Entries for pointing and labeling
***

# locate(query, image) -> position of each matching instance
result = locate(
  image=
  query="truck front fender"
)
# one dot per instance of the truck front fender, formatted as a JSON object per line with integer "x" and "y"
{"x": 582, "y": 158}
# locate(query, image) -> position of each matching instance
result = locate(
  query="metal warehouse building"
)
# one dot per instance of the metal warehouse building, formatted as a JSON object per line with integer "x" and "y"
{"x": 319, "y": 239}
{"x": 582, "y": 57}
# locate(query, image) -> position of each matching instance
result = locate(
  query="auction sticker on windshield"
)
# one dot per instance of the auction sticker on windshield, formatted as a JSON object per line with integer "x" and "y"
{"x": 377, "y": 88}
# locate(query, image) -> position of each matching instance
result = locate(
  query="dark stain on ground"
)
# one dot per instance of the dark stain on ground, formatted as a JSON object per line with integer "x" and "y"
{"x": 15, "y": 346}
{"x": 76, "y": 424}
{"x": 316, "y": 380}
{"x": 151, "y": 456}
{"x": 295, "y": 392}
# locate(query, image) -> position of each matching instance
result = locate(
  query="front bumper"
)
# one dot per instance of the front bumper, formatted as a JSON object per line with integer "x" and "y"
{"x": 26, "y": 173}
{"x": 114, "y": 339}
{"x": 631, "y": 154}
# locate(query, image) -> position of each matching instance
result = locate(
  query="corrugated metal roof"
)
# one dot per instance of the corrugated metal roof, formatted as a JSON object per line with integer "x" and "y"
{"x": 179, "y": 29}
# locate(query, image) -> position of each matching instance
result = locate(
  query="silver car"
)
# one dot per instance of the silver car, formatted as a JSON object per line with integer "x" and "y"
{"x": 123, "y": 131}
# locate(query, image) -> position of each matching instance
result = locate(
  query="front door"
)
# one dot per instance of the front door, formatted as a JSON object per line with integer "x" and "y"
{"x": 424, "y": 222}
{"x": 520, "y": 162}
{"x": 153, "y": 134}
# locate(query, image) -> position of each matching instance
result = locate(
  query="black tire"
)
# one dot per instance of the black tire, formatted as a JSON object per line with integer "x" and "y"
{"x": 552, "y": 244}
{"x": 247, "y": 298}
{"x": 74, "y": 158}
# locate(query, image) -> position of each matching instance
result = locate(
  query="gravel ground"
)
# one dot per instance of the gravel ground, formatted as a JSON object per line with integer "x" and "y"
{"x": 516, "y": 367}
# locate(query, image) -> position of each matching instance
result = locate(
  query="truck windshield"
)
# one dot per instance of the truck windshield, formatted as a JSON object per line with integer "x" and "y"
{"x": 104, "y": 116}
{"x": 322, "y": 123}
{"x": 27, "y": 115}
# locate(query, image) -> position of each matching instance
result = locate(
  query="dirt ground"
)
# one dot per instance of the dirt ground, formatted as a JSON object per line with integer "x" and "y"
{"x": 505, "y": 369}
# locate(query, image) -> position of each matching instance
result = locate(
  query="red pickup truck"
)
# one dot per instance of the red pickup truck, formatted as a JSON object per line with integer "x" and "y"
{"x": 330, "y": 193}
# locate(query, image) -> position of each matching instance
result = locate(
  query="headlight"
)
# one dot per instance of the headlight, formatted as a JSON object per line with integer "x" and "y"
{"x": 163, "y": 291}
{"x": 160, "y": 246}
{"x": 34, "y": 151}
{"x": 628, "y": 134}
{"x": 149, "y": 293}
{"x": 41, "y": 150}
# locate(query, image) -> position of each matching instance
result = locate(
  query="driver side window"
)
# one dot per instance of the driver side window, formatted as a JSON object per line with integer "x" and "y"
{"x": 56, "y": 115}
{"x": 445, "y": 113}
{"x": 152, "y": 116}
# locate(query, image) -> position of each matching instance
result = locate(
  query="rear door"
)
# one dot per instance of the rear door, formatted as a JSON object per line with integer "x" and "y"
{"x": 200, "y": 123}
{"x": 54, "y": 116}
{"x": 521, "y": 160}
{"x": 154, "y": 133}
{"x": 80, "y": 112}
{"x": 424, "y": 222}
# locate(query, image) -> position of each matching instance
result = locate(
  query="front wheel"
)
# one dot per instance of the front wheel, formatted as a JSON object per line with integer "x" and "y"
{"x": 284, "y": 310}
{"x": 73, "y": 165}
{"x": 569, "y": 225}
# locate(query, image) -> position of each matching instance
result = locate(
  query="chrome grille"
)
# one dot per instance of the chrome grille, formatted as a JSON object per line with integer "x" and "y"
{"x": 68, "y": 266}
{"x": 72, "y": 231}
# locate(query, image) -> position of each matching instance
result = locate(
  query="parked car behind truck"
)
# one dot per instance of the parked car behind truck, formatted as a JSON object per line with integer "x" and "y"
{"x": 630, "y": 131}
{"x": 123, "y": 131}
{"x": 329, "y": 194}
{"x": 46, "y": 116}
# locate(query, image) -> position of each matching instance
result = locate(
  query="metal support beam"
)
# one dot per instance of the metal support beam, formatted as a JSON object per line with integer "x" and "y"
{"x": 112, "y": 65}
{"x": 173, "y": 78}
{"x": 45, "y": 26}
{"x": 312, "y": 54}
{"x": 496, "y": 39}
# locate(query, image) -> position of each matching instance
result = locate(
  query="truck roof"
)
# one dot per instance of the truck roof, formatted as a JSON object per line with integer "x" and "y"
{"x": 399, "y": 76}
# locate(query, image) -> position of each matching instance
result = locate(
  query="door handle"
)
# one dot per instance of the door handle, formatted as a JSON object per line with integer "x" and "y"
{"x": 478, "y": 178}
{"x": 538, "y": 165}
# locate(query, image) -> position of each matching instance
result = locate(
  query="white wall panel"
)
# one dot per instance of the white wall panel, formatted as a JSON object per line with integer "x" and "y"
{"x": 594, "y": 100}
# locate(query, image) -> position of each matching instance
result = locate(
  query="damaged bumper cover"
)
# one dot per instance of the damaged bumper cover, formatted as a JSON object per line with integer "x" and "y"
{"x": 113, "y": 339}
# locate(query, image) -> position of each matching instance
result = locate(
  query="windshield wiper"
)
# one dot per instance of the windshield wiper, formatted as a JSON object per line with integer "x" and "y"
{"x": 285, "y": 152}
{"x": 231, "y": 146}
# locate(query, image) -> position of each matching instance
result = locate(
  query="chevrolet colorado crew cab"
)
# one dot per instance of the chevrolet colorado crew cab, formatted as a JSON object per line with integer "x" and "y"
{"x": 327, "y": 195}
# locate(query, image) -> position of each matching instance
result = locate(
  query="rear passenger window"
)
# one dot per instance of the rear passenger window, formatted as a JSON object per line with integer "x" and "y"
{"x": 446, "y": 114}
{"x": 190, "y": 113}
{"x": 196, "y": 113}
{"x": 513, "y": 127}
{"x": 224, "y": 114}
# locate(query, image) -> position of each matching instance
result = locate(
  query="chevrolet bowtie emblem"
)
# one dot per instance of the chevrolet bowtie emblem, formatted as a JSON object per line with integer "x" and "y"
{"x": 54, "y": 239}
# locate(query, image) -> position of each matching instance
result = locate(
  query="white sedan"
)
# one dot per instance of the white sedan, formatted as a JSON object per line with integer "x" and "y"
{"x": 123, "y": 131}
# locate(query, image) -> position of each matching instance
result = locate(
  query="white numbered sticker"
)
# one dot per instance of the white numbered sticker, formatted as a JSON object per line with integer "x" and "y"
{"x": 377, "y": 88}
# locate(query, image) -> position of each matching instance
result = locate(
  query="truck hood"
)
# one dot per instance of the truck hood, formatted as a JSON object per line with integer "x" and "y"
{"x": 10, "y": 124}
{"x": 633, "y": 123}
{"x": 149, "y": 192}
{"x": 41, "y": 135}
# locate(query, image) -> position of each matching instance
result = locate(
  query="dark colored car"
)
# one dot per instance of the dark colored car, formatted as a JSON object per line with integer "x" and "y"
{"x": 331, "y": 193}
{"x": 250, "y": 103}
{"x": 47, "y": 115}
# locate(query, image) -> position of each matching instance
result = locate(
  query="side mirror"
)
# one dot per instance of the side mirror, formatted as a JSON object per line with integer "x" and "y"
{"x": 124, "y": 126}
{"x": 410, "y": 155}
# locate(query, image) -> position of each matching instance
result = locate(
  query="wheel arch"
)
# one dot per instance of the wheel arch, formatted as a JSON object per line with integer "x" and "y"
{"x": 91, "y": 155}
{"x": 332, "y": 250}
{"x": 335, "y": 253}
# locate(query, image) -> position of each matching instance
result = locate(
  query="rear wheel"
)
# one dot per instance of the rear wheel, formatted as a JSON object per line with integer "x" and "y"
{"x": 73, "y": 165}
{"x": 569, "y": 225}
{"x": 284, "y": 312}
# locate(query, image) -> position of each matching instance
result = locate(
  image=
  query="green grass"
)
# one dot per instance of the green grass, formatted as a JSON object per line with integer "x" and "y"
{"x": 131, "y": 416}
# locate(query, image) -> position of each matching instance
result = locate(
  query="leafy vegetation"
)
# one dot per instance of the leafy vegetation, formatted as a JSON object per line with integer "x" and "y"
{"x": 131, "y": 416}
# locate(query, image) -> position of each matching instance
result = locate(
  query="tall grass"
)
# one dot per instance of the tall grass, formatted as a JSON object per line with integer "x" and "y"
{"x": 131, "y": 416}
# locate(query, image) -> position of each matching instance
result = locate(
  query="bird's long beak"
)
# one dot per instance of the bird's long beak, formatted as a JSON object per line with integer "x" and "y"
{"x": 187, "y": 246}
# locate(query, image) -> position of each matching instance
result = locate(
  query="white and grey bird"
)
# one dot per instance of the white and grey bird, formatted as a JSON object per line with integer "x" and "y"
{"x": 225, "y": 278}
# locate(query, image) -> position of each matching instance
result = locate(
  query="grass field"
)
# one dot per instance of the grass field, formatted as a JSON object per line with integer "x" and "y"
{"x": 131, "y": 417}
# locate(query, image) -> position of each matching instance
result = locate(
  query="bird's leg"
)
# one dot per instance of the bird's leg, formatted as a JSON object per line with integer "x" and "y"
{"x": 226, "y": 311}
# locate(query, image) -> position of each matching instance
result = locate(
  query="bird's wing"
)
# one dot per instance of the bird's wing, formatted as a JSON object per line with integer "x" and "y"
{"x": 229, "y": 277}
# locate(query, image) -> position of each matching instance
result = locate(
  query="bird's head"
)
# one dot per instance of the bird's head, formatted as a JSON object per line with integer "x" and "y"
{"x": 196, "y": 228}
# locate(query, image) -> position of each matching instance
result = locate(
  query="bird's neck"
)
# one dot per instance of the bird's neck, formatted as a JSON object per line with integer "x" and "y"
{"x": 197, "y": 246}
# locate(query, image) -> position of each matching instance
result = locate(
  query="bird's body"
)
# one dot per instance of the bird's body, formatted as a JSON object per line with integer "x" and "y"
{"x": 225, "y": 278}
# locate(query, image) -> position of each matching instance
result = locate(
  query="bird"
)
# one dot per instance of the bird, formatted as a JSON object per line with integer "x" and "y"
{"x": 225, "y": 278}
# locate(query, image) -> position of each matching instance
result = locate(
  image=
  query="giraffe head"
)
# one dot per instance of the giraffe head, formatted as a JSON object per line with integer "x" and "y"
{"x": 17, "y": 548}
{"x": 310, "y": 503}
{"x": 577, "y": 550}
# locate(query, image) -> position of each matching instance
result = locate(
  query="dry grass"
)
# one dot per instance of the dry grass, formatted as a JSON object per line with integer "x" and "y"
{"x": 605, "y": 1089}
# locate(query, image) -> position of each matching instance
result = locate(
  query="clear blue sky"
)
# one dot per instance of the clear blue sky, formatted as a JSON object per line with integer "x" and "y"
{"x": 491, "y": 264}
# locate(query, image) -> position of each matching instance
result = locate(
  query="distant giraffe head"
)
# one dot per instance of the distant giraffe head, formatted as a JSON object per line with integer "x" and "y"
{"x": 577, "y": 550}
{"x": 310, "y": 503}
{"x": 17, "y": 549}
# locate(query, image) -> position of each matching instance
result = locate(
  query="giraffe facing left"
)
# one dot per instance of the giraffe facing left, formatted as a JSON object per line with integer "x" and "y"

***

What the task asks
Please pick out each line in the rows above that contains the word "body". Case counts.

Full response
  query="bird's body"
# one dot per instance of the bird's body, formatted as a JSON object per line with integer "x" and "y"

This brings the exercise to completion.